(Beginning of Source extract)

OpenAI’s top hardware leader has resigned just days after the company struck a high‑stakes artificial intelligence (AI) deal with the U.S. Department of Defense, raising fresh questions about how its technology will be used in future physical devices and military systems.
Caitlin Kalinowski, who led hardware and robotics at OpenAI, said she was leaving over concerns that the Pentagon agreement was reached too quickly and without enough safeguards around issues like surveillance and lethal autonomy.
What Happened And Why It Matters
Kalinowski announced her resignation on March 7, explaining in posts on X and LinkedIn that she could not support how fast OpenAI moved to put its AI models on the Pentagon’s classified cloud networks. She wrote that while AI has a role in national security, government use of the technology should not enable surveillance of Americans “without judicial oversight or lethal autonomy without human authorization.”
Her departure came shortly after OpenAI confirmed a defense agreement that will allow the Department of Defense to use its AI systems for any lawful military and security purpose, as well as on classified networks. The timing of this resignation has turned a corporate partnership with the government into a broader debate over how OpenAI balances rapid deployment and safety commitments.
Inside The Pentagon AI Deal
Under the new agreement, OpenAI will supply AI models that can run inside the Pentagon’s secure, classified cloud environment, giving U.S. defense officials access to advanced language and analysis tools for warfighting and domestic security tasks. The deal was announced the same day President Donald Trump ordered federal agencies to stop using AI products from rival Anthropic, which had refused to allow the Pentagon use its models for unrestricted deployment of its systems and for fully autonomous weapon uses.
OpenAI has said the arrangement creates what it calls a workable path for responsible national security uses of AI. According to reviewed statements by the company after suffering backlash from its users, OpenAI maintained that the contract includes limits that prevent domestic mass surveillance and fully autonomous weapons and is backed by technical safeguards built into its systems.
Kalinowski, however, argued that those boundaries and the decision process around them did not get the scrutiny they deserved inside the company. The public, too, thinks the same.
What It Could Mean For Future Devices
As head of hardware and robotics, Kalinowski played a central role in how OpenAI’s models move from software into physical form, from experimental robots to AI‑powered devices. She joined OpenAI after previously leading augmented‑reality hardware efforts at Meta, bringing deep experience in turning advanced computing into real‑world products.
Her exit could slow or reshape some of OpenAI’s most ambitious hardware projects, especially those that blend perception, decision‑making, and building devices that work. Any defense‑related devices that rely on OpenAI models, such as autonomous systems for logistics, analysis tools embedded in command hardware, or robotics for the battlefield, will now evolve without the executive who had been steering the hardware roadmap.
More importantly, the resignation puts extra attention on how OpenAI designs safety features into future devices that might be used in military or domestic security contexts. Questions about who approves deployments, what technical precautions exist to prevent misuse, and how those safeguards are enforced will likely shape upcoming hardware decisions inside the company.
A Wider Signal To The AI Industry
Kalinowski’s move comes against a backdrop of growing tension across the AI sector over military work and national security deals. Anthropic’s reported refusal to sign an open‑ended Pentagon agreement, followed by Trump’s directive cutting the company’s access to federal contracts, has already started a conversation on how leading tech companies handle government pressure.
Now, OpenAI faces the challenge of keeping top technical talent while pursuing lucrative and politically sensitive defense partnerships. Other AI and robotics companies will be watching how the firm implements its promised safeguards and how it responds to internal criticism as it develops the next generation of AI‑enabled devices for both civilian and military use.

(End of Source extract)
(Beginning of Listed records)

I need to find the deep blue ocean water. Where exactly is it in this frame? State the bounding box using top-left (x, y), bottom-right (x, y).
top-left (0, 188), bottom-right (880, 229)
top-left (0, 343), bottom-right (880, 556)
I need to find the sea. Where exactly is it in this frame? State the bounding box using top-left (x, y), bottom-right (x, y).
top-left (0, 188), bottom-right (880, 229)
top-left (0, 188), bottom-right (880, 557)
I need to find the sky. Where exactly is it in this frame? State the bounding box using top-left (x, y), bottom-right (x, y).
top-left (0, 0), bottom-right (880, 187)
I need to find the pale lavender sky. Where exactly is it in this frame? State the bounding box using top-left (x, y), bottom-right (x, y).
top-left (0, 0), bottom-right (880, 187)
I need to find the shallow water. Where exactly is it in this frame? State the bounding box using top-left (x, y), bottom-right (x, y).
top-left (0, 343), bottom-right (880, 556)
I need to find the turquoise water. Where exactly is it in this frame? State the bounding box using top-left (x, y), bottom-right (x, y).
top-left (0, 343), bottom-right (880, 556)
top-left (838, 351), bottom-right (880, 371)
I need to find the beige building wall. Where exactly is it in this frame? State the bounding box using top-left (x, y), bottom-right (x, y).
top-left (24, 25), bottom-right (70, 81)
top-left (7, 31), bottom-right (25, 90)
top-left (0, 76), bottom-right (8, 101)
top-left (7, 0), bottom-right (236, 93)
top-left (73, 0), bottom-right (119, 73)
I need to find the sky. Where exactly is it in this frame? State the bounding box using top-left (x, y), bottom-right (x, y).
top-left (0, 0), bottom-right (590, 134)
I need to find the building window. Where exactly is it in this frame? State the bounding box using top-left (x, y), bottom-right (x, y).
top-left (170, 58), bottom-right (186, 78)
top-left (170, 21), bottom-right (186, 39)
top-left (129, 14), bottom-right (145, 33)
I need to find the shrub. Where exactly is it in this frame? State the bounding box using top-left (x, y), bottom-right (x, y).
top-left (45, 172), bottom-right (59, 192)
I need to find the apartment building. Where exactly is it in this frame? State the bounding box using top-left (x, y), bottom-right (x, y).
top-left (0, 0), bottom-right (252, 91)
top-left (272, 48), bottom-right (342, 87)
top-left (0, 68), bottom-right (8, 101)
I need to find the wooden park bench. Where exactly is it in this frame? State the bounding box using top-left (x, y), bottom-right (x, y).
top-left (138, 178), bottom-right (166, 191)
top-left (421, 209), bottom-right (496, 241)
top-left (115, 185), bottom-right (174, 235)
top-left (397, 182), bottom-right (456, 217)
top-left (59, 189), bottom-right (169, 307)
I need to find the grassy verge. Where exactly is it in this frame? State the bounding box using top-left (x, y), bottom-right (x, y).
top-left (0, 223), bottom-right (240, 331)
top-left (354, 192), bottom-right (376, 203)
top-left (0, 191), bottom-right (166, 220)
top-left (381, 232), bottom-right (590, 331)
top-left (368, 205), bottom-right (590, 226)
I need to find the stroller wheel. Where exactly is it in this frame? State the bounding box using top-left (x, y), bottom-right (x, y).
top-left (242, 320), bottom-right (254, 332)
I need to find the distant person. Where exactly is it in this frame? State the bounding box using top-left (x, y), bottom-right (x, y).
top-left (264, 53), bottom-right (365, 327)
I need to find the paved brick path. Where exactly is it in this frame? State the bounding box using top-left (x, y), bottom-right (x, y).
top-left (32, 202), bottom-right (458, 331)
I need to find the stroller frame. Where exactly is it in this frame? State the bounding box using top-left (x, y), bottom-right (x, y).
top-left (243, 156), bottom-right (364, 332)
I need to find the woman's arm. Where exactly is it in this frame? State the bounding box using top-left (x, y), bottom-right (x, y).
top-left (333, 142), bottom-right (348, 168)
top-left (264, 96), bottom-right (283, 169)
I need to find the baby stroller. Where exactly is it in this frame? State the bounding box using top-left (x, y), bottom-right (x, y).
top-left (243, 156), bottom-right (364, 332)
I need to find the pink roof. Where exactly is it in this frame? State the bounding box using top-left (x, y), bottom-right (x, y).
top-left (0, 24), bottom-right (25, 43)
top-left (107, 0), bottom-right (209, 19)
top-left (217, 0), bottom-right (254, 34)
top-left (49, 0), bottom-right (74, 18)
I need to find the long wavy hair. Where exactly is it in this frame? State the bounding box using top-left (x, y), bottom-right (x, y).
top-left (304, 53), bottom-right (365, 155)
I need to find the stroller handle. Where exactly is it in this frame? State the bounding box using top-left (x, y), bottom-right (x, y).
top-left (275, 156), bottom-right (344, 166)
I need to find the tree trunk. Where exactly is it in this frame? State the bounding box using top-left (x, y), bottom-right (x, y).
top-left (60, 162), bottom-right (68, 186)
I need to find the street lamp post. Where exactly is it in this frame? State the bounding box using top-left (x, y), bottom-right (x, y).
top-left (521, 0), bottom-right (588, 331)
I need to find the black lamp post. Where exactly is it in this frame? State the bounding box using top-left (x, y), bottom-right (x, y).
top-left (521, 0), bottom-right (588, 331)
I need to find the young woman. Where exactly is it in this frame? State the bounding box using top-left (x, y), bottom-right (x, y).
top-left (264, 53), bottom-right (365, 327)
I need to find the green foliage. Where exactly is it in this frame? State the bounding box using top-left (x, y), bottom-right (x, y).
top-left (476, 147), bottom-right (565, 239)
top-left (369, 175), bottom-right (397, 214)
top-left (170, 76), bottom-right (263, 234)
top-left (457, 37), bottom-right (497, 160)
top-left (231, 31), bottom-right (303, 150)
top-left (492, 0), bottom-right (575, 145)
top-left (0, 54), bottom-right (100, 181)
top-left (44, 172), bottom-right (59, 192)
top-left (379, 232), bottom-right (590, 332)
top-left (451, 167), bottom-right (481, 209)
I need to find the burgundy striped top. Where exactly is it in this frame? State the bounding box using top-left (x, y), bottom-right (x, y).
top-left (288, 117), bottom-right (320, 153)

(End of Listed records)
(Beginning of Listed records)

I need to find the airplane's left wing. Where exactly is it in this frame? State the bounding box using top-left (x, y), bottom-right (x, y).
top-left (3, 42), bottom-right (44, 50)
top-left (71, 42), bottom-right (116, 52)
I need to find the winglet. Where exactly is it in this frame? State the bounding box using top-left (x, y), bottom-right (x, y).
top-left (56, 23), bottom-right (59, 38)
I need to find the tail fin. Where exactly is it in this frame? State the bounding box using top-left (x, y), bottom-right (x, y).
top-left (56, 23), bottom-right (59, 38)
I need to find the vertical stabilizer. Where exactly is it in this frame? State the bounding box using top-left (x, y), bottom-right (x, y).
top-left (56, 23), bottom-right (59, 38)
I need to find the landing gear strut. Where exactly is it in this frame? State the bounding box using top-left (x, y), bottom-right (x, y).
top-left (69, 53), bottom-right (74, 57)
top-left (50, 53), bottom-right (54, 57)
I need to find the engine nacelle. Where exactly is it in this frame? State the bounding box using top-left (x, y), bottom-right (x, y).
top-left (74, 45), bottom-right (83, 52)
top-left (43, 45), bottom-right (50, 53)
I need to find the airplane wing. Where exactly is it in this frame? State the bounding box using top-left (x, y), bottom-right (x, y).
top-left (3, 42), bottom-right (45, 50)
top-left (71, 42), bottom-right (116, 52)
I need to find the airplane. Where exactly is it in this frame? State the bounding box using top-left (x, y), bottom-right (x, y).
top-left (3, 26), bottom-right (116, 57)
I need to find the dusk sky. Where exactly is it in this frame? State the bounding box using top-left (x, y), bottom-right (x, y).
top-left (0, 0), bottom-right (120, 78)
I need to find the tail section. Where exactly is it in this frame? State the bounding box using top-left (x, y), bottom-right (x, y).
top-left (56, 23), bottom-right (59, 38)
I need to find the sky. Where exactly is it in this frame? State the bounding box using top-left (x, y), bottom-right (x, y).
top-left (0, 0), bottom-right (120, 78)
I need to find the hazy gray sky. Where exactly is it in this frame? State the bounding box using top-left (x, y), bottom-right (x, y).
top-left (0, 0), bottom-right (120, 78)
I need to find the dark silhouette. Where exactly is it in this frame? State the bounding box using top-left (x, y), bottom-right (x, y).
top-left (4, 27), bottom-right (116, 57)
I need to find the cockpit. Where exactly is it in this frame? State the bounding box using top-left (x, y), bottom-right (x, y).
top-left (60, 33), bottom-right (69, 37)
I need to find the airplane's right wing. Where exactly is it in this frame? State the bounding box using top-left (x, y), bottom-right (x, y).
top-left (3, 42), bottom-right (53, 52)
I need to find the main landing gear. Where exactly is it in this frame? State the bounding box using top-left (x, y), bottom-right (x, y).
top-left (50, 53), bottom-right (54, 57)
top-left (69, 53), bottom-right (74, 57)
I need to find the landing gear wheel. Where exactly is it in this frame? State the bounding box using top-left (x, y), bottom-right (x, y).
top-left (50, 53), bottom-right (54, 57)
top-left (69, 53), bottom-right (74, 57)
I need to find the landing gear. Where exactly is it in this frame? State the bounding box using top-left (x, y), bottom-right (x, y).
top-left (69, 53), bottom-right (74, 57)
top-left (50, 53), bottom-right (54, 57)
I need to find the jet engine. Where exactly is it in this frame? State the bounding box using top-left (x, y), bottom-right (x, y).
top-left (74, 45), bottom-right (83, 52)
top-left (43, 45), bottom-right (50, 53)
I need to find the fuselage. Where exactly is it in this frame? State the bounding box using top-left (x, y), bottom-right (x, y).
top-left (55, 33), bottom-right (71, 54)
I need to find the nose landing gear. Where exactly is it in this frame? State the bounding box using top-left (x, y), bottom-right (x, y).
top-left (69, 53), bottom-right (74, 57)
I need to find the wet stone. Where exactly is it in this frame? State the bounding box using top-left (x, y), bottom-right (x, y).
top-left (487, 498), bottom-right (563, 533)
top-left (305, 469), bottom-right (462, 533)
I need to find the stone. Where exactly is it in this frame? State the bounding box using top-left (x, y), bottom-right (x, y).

(End of Listed records)

▶ **Task list**:
1. Transcribe from the article on Kalinowski's resignation the part that opens with the words containing "Her exit could" and closes with "the hardware roadmap.".
2. Answer these questions from the article on Kalinowski's resignation:
(a) On what date did Kalinowski announce her resignation?
(b) At which company did she lead augmented-reality hardware efforts before joining OpenAI?
(c) Which rival company's AI products did President Trump order federal agencies to stop using?
3. What is the Spanish translation of this sentence from the article on Kalinowski's resignation: "She joined OpenAI after previously leading augmented‑reality hardware efforts at Meta, bringing deep experience in turning advanced computing into real‑world products."

▶ **Solutions in order**:
1.
Her exit could slow or reshape some of OpenAI’s most ambitious hardware projects, especially those that blend perception, decision‑making, and building devices that work. Any defense‑related devices that rely on OpenAI models, such as autonomous systems for logistics, analysis tools embedded in command hardware, or robotics for the battlefield, will now evolve without the executive who had been steering the hardware roadmap.

2.
(a) March 7
(b) Meta
(c) Anthropic

3. Se incorporó a OpenAI después de haber dirigido anteriormente los proyectos de hardware de realidad aumentada en Meta, aportando una amplia experiencia en convertir la computación avanzada en productos del mundo real.